> Task brief: In the entries below, find the line containing "Where can you spot the distant cliff?". Copy it and all lines after it, exactly, through the end.

Records from a data collection:
──────────────────────────────
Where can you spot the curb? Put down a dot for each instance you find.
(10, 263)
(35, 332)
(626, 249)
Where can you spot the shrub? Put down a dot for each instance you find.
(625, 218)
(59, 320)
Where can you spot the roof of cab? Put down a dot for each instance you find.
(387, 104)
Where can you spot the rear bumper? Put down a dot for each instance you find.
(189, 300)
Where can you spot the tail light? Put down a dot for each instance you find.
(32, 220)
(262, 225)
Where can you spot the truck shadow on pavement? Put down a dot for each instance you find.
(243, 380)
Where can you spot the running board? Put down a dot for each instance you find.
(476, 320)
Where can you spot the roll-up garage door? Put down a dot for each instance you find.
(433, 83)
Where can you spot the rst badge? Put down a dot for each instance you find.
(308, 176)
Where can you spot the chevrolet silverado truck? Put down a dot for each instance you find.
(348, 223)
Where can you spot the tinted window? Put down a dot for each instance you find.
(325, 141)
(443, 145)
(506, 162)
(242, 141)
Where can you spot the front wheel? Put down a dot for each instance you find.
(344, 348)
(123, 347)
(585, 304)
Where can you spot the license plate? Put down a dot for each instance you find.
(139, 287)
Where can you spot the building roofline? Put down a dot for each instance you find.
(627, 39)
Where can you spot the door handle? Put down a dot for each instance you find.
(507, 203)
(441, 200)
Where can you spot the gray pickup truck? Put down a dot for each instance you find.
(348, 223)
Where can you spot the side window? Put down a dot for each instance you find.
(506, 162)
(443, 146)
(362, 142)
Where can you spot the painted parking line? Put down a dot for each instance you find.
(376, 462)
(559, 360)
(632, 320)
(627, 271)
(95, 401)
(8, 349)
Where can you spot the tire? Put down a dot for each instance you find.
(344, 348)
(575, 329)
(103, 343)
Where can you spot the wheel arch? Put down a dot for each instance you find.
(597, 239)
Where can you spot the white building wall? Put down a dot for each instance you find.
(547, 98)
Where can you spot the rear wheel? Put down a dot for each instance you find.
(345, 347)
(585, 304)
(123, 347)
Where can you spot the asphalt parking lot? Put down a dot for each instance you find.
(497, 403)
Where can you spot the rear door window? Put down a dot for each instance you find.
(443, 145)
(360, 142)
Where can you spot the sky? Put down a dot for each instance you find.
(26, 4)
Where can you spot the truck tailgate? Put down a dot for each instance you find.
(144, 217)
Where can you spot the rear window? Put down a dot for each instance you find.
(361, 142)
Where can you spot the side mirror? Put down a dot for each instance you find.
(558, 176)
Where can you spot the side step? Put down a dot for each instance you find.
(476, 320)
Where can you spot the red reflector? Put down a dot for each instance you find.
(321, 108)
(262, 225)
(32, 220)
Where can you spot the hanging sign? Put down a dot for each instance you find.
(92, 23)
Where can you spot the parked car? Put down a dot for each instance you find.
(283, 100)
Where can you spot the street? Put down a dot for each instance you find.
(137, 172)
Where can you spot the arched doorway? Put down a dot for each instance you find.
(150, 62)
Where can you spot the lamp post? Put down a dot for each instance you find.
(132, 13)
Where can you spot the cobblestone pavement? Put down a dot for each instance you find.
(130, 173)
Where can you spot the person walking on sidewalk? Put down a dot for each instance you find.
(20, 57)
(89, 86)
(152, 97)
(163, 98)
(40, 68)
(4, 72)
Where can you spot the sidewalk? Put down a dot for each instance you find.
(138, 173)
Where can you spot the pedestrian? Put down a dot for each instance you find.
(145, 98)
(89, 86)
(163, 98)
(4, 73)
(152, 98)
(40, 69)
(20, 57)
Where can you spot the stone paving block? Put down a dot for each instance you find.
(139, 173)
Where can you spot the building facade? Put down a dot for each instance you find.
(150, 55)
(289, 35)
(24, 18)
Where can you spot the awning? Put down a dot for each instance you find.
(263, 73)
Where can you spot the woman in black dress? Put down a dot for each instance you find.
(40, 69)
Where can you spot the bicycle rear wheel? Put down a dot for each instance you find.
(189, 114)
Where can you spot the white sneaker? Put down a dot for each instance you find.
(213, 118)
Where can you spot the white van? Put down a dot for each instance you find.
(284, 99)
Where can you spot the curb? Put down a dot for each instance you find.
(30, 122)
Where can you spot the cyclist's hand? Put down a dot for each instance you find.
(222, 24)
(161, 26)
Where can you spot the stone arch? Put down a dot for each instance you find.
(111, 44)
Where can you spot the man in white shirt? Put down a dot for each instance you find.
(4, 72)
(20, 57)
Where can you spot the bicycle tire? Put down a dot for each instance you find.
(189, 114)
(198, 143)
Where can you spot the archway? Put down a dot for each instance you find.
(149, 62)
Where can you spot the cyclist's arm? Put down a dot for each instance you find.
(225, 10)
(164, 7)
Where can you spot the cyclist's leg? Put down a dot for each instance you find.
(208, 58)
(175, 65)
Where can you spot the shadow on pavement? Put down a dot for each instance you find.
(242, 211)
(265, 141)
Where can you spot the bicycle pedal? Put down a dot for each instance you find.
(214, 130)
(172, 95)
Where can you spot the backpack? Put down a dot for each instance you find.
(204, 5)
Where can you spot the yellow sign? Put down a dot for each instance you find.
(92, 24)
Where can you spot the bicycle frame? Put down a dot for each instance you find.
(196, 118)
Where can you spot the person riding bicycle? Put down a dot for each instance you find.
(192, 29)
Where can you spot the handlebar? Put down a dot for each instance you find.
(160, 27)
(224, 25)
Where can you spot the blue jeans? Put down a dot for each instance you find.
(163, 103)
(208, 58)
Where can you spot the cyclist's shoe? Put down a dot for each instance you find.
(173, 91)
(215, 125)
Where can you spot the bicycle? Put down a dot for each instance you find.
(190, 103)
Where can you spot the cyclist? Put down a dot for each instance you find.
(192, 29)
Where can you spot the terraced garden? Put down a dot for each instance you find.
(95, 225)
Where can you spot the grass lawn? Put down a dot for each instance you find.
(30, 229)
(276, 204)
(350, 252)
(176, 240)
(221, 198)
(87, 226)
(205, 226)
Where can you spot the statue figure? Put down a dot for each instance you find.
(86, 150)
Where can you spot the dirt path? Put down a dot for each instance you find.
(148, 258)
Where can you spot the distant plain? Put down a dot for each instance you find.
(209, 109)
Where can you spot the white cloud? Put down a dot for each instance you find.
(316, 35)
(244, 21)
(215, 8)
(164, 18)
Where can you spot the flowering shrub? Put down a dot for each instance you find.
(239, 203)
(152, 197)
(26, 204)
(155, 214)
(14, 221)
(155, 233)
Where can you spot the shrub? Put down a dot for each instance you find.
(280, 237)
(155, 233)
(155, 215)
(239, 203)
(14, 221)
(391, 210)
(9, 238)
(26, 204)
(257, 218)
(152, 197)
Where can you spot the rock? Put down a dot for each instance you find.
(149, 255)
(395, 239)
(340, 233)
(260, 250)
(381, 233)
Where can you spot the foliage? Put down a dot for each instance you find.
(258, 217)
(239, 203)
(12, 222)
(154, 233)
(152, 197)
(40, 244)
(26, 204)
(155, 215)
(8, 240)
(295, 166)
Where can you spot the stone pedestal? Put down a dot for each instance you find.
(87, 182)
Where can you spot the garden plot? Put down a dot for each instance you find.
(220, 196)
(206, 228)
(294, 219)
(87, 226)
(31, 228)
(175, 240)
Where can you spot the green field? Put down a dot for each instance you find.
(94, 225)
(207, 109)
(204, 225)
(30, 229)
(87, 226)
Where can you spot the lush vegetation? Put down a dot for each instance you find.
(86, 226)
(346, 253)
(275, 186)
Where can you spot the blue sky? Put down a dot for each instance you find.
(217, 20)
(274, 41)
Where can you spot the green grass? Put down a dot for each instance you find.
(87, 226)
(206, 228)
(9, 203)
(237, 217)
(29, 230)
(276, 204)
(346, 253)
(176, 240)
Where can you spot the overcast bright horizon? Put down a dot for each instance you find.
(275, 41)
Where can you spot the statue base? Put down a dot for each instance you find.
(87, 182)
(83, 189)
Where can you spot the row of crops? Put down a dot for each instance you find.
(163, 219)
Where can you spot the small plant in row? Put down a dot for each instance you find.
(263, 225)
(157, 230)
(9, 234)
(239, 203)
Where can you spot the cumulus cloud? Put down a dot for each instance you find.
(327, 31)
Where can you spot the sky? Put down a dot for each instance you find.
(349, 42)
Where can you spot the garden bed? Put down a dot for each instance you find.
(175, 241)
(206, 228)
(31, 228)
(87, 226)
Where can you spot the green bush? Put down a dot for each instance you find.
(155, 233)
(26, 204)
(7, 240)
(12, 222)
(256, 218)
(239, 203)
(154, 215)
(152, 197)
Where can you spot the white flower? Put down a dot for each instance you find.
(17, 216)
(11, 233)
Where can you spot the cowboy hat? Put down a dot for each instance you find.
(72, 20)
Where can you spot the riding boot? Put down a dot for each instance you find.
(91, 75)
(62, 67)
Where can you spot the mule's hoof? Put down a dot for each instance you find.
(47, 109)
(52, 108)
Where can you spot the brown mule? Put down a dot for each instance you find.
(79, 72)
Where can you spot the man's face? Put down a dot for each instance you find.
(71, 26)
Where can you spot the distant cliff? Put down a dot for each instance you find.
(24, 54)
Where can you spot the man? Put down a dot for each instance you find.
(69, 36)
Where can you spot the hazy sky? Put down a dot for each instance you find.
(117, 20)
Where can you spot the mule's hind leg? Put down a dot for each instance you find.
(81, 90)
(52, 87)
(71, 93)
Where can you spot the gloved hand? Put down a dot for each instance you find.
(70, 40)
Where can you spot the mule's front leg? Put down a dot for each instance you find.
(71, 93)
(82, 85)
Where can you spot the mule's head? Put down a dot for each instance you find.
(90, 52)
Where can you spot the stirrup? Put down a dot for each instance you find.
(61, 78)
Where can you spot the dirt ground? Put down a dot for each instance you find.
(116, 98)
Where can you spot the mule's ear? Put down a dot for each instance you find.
──────────────────────────────
> Output of the task:
Where can you spot the distant cliff? Put down a dot for each instance you find.
(24, 54)
Where can you spot the man? Put down a dot for each instance you find.
(69, 36)
Where can you spot the hazy sky? Put down a dot for each instance you find.
(117, 20)
Where can you spot the mule's hind leg? Put down a dot for each instance you find.
(81, 90)
(52, 87)
(71, 93)
Where can you spot the gloved hand? Put down a dot for each instance you find.
(70, 40)
Where can you spot the mule's front leg? Put down a dot for each instance you find.
(71, 93)
(82, 85)
Where can you spot the mule's head? Put down a dot for each instance you find.
(90, 52)
Where can you spot the stirrup? Put down a dot for each instance you find.
(61, 78)
Where can you spot the dirt ground? Put down a dot for each instance you find.
(116, 98)
Where can you spot the mule's ear? Put down a dot for each instance you find.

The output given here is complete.